» STATED EXERCISE: Could you reproduce, unchanged, the part of the data that opens with the line containing "query (the noun phrase to segment): eu flag" and closes with the line containing "POLYGON ((22 668, 25", both lines included? Leave out the pictures.

» EXTRACTED INFORMATION:
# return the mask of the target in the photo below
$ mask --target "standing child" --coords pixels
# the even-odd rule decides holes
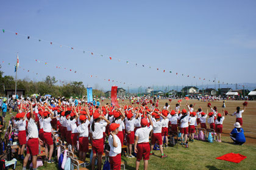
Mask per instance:
[[[193,112],[191,114],[191,116],[188,120],[188,123],[190,123],[190,126],[188,126],[188,132],[190,133],[190,141],[193,142],[194,141],[194,132],[196,131],[194,125],[196,124],[196,112]]]
[[[121,141],[116,134],[118,133],[118,127],[120,124],[112,123],[109,127],[110,135],[108,137],[108,144],[110,147],[109,158],[110,162],[110,169],[119,170],[121,169],[121,152],[122,146]]]
[[[105,121],[100,123],[101,119]],[[99,112],[94,112],[93,114],[93,121],[90,128],[90,138],[91,140],[91,146],[93,149],[93,158],[91,160],[91,169],[94,169],[95,160],[98,154],[98,168],[101,169],[102,156],[104,153],[103,143],[103,127],[110,123],[104,117],[101,116]]]
[[[149,118],[150,126],[148,127],[148,120],[145,118],[141,119],[141,127],[138,129],[135,132],[134,142],[134,152],[137,154],[136,170],[139,169],[140,162],[143,157],[144,170],[148,169],[148,160],[150,156],[149,134],[153,129],[153,123],[150,114],[148,115]]]
[[[222,116],[220,113],[217,114],[217,119],[216,120],[216,132],[217,133],[216,141],[221,142],[221,137],[222,133],[222,124],[223,121],[225,119],[224,110],[223,110]],[[218,140],[218,138],[219,139]]]

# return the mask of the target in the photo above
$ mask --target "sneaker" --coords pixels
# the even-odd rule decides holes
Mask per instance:
[[[167,157],[167,155],[163,155],[161,156],[162,158],[166,158],[166,157]]]

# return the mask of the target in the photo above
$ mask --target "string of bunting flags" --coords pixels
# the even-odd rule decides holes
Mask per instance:
[[[59,43],[57,43],[57,42],[54,42],[53,41],[48,41],[48,40],[44,40],[44,39],[42,39],[37,38],[35,38],[34,36],[32,36],[30,35],[23,35],[23,34],[21,34],[21,33],[18,33],[16,32],[8,30],[5,30],[5,29],[2,29],[2,32],[4,33],[5,33],[5,32],[9,32],[9,33],[11,33],[15,34],[17,36],[18,36],[18,35],[23,36],[26,37],[26,38],[27,39],[34,39],[37,40],[38,42],[47,42],[47,43],[49,43],[50,45],[55,45],[55,46],[57,46],[60,47],[67,47],[67,48],[71,49],[71,50],[79,50],[79,51],[81,51],[83,53],[87,53],[90,54],[91,56],[101,56],[101,57],[107,57],[107,58],[109,58],[109,59],[110,61],[112,61],[113,59],[116,59],[119,62],[124,61],[127,64],[130,64],[130,65],[132,64],[133,66],[135,66],[136,67],[140,66],[142,66],[143,67],[148,67],[148,68],[149,68],[149,69],[156,69],[157,71],[160,71],[161,70],[163,73],[171,73],[174,72],[172,70],[168,70],[168,69],[160,69],[158,67],[152,67],[152,66],[149,66],[148,64],[139,64],[139,63],[134,63],[134,62],[130,62],[130,61],[129,61],[128,60],[123,60],[123,59],[119,59],[119,58],[118,58],[113,57],[112,56],[109,56],[109,55],[107,55],[99,54],[99,53],[95,53],[94,52],[88,51],[88,50],[85,50],[81,49],[79,49],[79,48],[76,48],[76,47],[73,47],[73,46],[63,45],[63,44],[59,44]],[[47,63],[45,63],[45,64],[47,64]],[[187,76],[188,78],[188,77],[191,77],[191,78],[196,78],[196,76],[191,76],[190,75],[184,74],[184,73],[179,73],[176,72],[176,75],[177,76],[181,75],[181,76]],[[215,82],[215,80],[211,80],[210,79],[206,79],[205,78],[201,78],[201,77],[198,77],[198,78],[201,81],[207,81],[208,80],[208,81],[212,81],[213,82]],[[219,83],[219,82],[218,82],[218,83]],[[224,84],[224,83],[223,83],[223,84]]]

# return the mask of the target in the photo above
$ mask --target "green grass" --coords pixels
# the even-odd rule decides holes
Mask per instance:
[[[5,120],[10,118],[7,114]],[[234,145],[228,137],[222,137],[222,142],[210,143],[195,140],[189,143],[189,148],[168,147],[164,152],[168,157],[162,159],[159,151],[154,151],[156,155],[151,156],[148,169],[256,169],[256,146],[246,144],[243,146]],[[240,163],[235,163],[215,158],[226,154],[240,153],[247,157]],[[135,169],[136,158],[122,157],[126,164],[126,169]],[[16,169],[21,169],[22,162],[18,162]],[[143,169],[143,162],[141,161],[140,169]],[[40,167],[38,169],[58,169],[57,163],[48,164],[47,167]]]

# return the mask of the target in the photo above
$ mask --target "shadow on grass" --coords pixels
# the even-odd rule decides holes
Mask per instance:
[[[209,170],[222,170],[222,169],[219,169],[219,168],[216,168],[214,166],[211,166],[211,165],[207,165],[207,166],[205,166],[205,167],[208,168],[208,169]]]

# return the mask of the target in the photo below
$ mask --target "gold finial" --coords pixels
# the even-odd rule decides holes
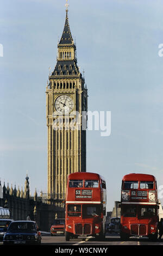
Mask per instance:
[[[66,3],[65,4],[65,7],[66,7],[66,11],[68,11],[68,7],[69,6],[69,4],[67,3],[68,0],[66,0]]]

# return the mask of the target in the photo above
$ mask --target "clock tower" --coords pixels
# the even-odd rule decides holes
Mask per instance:
[[[70,173],[86,172],[87,92],[77,65],[67,3],[57,64],[46,88],[48,128],[48,199],[62,206]]]

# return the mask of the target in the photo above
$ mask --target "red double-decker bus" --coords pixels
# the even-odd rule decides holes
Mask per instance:
[[[131,173],[122,179],[121,203],[121,238],[158,237],[158,208],[155,178]]]
[[[78,236],[105,238],[106,185],[97,173],[68,175],[66,197],[66,240]]]

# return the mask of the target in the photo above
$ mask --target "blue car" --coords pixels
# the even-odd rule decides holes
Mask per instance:
[[[34,221],[15,221],[3,237],[3,245],[39,245],[41,240],[41,232]]]

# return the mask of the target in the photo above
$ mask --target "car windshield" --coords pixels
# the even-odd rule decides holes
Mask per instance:
[[[111,222],[112,223],[118,223],[120,222],[120,218],[112,218],[111,219]]]
[[[65,225],[65,220],[55,220],[54,221],[53,225]]]
[[[7,228],[11,221],[6,221],[6,220],[3,220],[3,221],[0,221],[0,228]]]
[[[33,222],[11,222],[9,228],[9,231],[35,231],[36,228],[35,224]]]

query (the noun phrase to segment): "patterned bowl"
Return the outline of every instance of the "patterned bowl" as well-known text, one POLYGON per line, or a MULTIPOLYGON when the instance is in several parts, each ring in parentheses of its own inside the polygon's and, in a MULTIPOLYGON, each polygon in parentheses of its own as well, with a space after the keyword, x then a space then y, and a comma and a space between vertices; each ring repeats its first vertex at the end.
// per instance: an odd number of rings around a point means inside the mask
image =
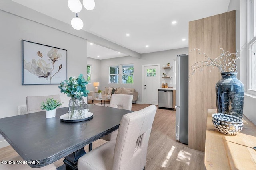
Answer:
POLYGON ((214 114, 212 116, 213 125, 220 133, 234 135, 243 129, 243 120, 239 117, 222 113, 214 114))
POLYGON ((223 113, 215 113, 212 115, 212 121, 221 123, 239 125, 243 123, 243 120, 233 115, 223 113))

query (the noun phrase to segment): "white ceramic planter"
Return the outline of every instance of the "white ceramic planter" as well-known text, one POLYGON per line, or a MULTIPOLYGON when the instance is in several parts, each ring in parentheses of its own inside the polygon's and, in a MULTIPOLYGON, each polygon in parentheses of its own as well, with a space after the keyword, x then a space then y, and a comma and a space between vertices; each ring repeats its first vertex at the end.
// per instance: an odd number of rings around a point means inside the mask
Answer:
POLYGON ((45 111, 45 117, 47 118, 54 117, 56 115, 56 109, 45 111))

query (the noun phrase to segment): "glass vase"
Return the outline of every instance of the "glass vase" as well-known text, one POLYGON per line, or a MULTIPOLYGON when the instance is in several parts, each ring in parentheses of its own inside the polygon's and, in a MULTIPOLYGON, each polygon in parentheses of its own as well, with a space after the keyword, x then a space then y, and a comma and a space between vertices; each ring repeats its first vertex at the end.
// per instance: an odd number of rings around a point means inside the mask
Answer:
POLYGON ((219 113, 242 119, 244 86, 236 78, 237 72, 223 72, 215 86, 217 110, 219 113))
POLYGON ((76 120, 84 118, 84 109, 87 105, 82 98, 71 97, 68 102, 68 119, 76 120))

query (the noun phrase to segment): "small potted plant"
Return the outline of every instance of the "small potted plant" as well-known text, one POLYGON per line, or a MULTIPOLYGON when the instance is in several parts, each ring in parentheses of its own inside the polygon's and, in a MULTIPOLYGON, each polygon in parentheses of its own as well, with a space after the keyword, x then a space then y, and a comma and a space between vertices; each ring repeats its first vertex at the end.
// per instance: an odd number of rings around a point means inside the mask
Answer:
POLYGON ((60 103, 57 99, 47 98, 46 102, 43 101, 41 104, 41 109, 45 110, 45 117, 47 118, 54 117, 56 116, 56 108, 60 106, 63 103, 60 103))
POLYGON ((100 90, 100 89, 99 89, 99 90, 98 91, 98 92, 99 93, 99 94, 98 94, 98 97, 99 98, 102 98, 102 95, 101 95, 101 92, 102 92, 102 91, 101 91, 101 90, 100 90))

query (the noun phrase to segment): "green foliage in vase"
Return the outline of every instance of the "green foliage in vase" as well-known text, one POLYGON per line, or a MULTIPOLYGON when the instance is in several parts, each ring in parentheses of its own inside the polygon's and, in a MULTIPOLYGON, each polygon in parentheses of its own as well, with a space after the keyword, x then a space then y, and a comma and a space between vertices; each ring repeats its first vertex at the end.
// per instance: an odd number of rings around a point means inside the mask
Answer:
POLYGON ((84 75, 80 74, 78 78, 71 77, 69 80, 60 83, 58 88, 61 93, 64 93, 68 97, 76 98, 86 97, 90 91, 86 89, 85 86, 88 82, 84 78, 84 75))
POLYGON ((56 109, 60 106, 63 103, 60 103, 57 99, 54 99, 53 97, 47 98, 46 102, 43 101, 41 104, 41 109, 42 110, 52 110, 56 109))

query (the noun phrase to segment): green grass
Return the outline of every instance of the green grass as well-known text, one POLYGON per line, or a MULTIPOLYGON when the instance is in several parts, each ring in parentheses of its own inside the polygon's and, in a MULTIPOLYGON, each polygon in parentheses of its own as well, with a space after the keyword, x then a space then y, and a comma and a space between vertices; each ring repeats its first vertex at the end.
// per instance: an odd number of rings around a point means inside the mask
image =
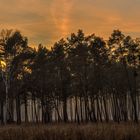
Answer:
POLYGON ((0 127, 0 140, 140 140, 140 125, 8 125, 0 127))

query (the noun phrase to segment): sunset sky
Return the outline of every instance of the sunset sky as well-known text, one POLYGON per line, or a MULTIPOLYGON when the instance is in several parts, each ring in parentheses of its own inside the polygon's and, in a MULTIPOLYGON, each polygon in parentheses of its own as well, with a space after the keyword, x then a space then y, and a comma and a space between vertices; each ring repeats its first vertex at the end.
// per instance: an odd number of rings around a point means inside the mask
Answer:
POLYGON ((140 0, 0 0, 1 29, 18 29, 48 47, 83 29, 105 39, 113 29, 140 37, 140 0))

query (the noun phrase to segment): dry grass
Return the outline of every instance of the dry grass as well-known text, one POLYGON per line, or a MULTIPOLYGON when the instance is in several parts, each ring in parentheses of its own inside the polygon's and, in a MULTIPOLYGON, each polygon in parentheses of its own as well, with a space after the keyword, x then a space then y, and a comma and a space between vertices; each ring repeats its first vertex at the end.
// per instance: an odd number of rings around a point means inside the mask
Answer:
POLYGON ((140 140, 140 125, 9 125, 0 127, 0 140, 140 140))

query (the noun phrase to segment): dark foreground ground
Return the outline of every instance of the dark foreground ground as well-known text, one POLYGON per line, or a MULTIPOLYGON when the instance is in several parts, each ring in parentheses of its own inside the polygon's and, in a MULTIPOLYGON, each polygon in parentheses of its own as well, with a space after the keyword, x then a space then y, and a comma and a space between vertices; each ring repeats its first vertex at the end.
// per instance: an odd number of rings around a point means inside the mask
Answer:
POLYGON ((0 140, 140 140, 140 125, 8 125, 0 127, 0 140))

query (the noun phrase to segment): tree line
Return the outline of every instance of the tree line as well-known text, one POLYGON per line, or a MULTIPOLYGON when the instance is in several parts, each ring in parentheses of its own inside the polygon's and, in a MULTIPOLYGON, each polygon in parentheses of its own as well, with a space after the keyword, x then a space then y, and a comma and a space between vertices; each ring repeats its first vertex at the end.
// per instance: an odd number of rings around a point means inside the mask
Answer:
POLYGON ((108 40, 78 30, 51 49, 0 33, 1 124, 138 123, 139 94, 140 40, 120 30, 108 40))

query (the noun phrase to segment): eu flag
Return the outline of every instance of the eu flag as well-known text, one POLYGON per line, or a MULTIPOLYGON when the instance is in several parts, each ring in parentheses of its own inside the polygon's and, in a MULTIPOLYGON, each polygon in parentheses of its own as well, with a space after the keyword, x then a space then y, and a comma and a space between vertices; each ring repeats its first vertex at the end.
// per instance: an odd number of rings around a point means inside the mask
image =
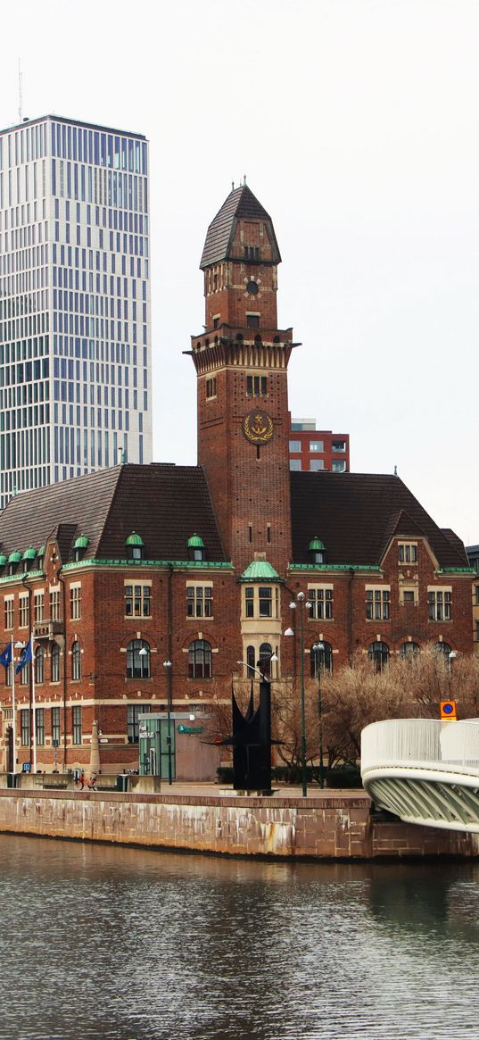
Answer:
POLYGON ((3 668, 8 668, 8 665, 11 665, 11 640, 0 653, 0 665, 3 665, 3 668))
POLYGON ((22 668, 25 668, 25 665, 28 665, 30 660, 31 660, 31 640, 28 640, 26 647, 23 648, 22 653, 20 654, 20 660, 15 670, 15 674, 18 675, 19 672, 22 671, 22 668))

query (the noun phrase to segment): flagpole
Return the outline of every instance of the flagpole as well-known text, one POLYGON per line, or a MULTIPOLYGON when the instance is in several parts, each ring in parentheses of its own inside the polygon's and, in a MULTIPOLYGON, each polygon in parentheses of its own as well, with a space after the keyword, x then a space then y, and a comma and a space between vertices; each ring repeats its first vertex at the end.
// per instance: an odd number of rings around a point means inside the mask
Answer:
POLYGON ((10 639, 11 647, 11 738, 14 740, 14 773, 17 773, 17 707, 15 703, 15 660, 14 660, 14 636, 10 639))
POLYGON ((33 710, 33 773, 36 773, 36 704, 35 704, 35 659, 33 656, 33 639, 30 632, 30 667, 31 667, 31 705, 33 710))

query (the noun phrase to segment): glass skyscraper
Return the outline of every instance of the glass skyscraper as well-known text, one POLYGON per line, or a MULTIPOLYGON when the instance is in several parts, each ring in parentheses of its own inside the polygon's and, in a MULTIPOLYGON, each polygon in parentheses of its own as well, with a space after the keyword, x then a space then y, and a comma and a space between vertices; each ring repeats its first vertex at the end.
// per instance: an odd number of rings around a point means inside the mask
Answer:
POLYGON ((152 458, 148 142, 46 115, 0 131, 0 508, 152 458))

» COMPLETE ANSWER:
query (the noun phrase to segment): eu flag
Return the outline of every instance of the eu flag as well-known text, one POLYGON per line, or a MULTIPOLYGON when the instance is in several parts, each ring in parentheses of its own inside the polygon's and, in a MULTIPOLYGON, each polygon in parentheses of its own as well, with a space after the keyword, x then a space then y, and a comma and a space between vertices; each ring repeats its first vertex at the end.
// per instance: an odd number of rings around a point means inside the mask
image =
Answer:
POLYGON ((3 668, 8 668, 8 665, 11 665, 11 640, 0 653, 0 665, 3 665, 3 668))
POLYGON ((22 668, 25 668, 25 665, 28 665, 30 660, 31 660, 31 640, 28 640, 26 647, 23 648, 22 653, 20 654, 20 660, 15 670, 15 674, 18 675, 19 672, 22 671, 22 668))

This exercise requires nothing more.